┌─ EXTRACT TO READ

The Integrated Review defined the Indo-Pacific as a region that is crucial to the British economy, security, and global ambition to support open societies. The document did not mention the United Kingdom’s (UK) ties with Taiwan directly, but the escalation of coercion over Taiwan affects British interests in the region – as well as those of its core strategic partners in United States (US), Japan and Australia – and its responsibilities as a permanent member of the United Nations Security Council. Crucially, tensions across the Taiwan Strait are unlikely to wane in the foreseeable future; Chinese military activities continue in the aftermath of recent major exercises.

A live issue for Britain

Indeed, there is a real chance that in the coming months a ‘fourth Taiwan Strait crisis’ will take place in which Chinese military aggression will increase. Others have suggested the events of this summer are just the beginning of a dangerous pattern of escalation in military signalling as part of the People’s Republic of China’s (PRC) political and psychological warfare. The reputable Japanese Nikkei newspaper went a step further and suggested that a Chinese aggression towards Taiwan represents one of Asia’s top geopolitical flashpoints, and the likeliest of six potential wars. In particular, some observers have reported that Beijing’s own timeline for aggressive action towards Taiwan would be now within the next eighteen months.

└─

● WHAT YOU WILL DO:
(1) In the passage on Taiwan Strait tensions, why does coercion over Taiwan matter to Britain even though the Integrated Review does not mention the UK's ties with Taiwan directly?
(2) According to the passage on Taiwan Strait tensions, which newspaper called Chinese aggression towards Taiwan the likeliest of six potential wars?

┌─ RECORDS SUPPLIED

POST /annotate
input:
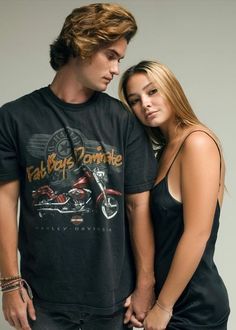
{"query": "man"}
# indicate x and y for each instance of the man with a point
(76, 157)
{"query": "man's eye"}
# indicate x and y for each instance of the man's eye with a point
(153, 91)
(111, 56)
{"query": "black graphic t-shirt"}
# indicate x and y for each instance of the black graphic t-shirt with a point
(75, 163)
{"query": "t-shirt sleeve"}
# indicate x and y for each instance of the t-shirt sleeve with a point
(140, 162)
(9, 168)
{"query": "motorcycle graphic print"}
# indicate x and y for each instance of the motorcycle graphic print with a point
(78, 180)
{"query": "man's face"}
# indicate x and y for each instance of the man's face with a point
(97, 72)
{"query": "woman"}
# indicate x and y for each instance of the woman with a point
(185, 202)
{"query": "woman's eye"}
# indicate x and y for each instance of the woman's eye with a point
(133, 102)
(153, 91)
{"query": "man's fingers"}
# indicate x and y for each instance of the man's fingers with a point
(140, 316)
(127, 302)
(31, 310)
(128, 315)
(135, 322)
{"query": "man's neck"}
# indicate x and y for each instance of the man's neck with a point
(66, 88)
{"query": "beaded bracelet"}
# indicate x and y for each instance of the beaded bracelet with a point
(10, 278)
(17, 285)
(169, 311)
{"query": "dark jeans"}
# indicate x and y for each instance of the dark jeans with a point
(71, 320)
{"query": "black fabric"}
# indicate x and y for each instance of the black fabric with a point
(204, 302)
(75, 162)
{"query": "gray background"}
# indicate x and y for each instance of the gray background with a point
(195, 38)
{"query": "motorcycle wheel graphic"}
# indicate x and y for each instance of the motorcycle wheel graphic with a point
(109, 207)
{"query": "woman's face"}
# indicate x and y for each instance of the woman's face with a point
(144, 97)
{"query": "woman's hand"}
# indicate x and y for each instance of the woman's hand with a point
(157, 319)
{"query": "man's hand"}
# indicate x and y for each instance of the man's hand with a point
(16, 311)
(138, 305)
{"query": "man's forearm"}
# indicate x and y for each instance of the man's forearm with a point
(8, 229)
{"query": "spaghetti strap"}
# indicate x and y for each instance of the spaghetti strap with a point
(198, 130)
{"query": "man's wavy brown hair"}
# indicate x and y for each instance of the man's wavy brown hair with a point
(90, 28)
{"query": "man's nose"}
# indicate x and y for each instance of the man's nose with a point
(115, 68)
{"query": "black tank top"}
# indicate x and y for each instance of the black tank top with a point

└─
┌─ RECORDS SUPPLIED

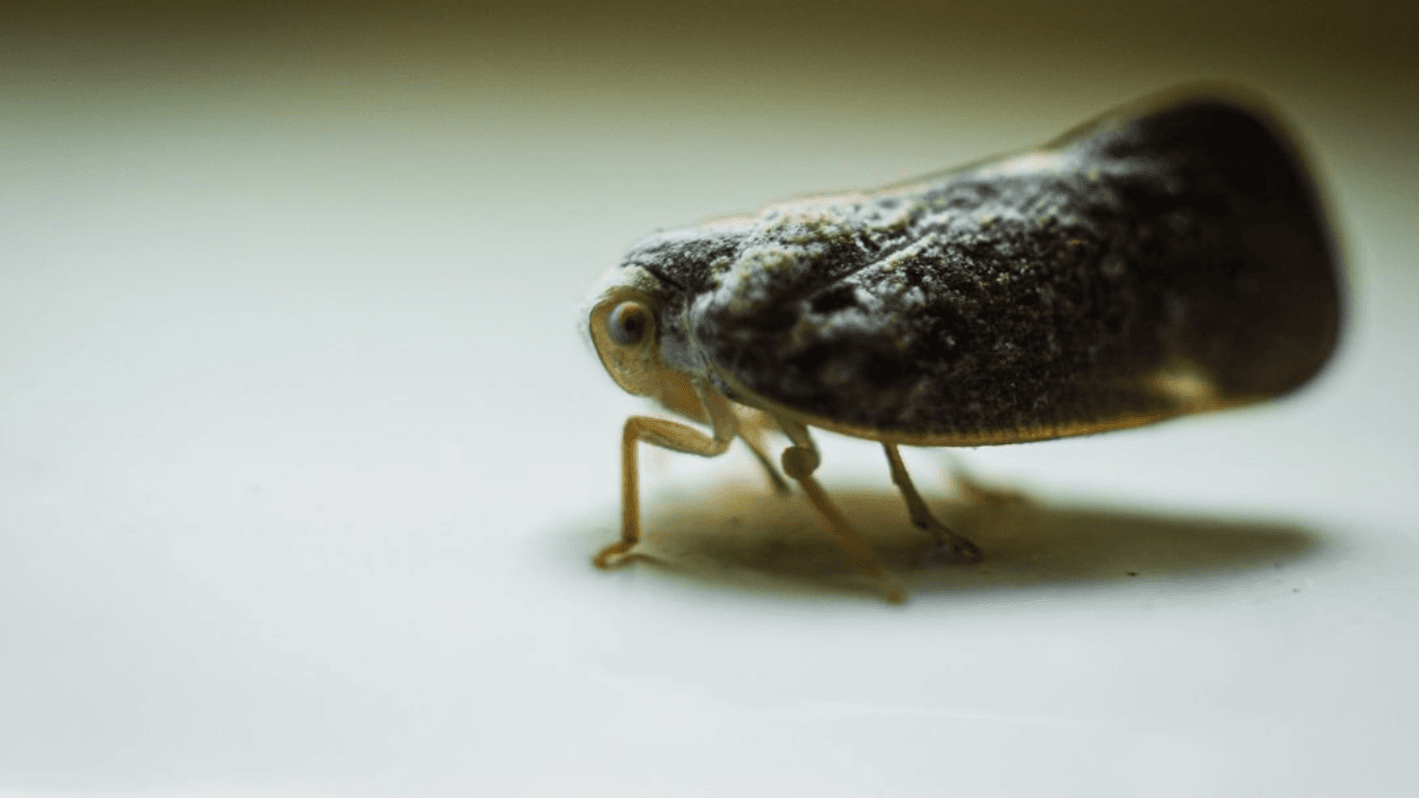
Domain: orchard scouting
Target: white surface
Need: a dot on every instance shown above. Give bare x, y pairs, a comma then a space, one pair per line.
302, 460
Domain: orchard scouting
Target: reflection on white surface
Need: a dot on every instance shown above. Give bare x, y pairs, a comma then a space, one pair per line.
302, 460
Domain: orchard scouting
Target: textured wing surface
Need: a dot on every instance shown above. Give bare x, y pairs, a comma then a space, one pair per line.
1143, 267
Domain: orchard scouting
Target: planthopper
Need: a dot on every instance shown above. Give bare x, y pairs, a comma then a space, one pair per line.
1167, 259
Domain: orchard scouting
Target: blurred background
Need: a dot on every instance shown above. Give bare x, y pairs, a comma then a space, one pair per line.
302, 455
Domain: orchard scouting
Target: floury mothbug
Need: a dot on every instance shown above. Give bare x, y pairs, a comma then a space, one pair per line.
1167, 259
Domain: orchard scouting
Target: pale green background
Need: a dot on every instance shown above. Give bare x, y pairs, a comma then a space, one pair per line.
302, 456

└─

● EXERCISE SOLUTIONS:
(1) The escalation of coercion over Taiwan affects British interests in the Indo-Pacific and the interests of the UK's core strategic partners, the US, Japan and Australia. It also bears on Britain's responsibilities as a permanent member of the United Nations Security Council.

(2) The Japanese Nikkei newspaper.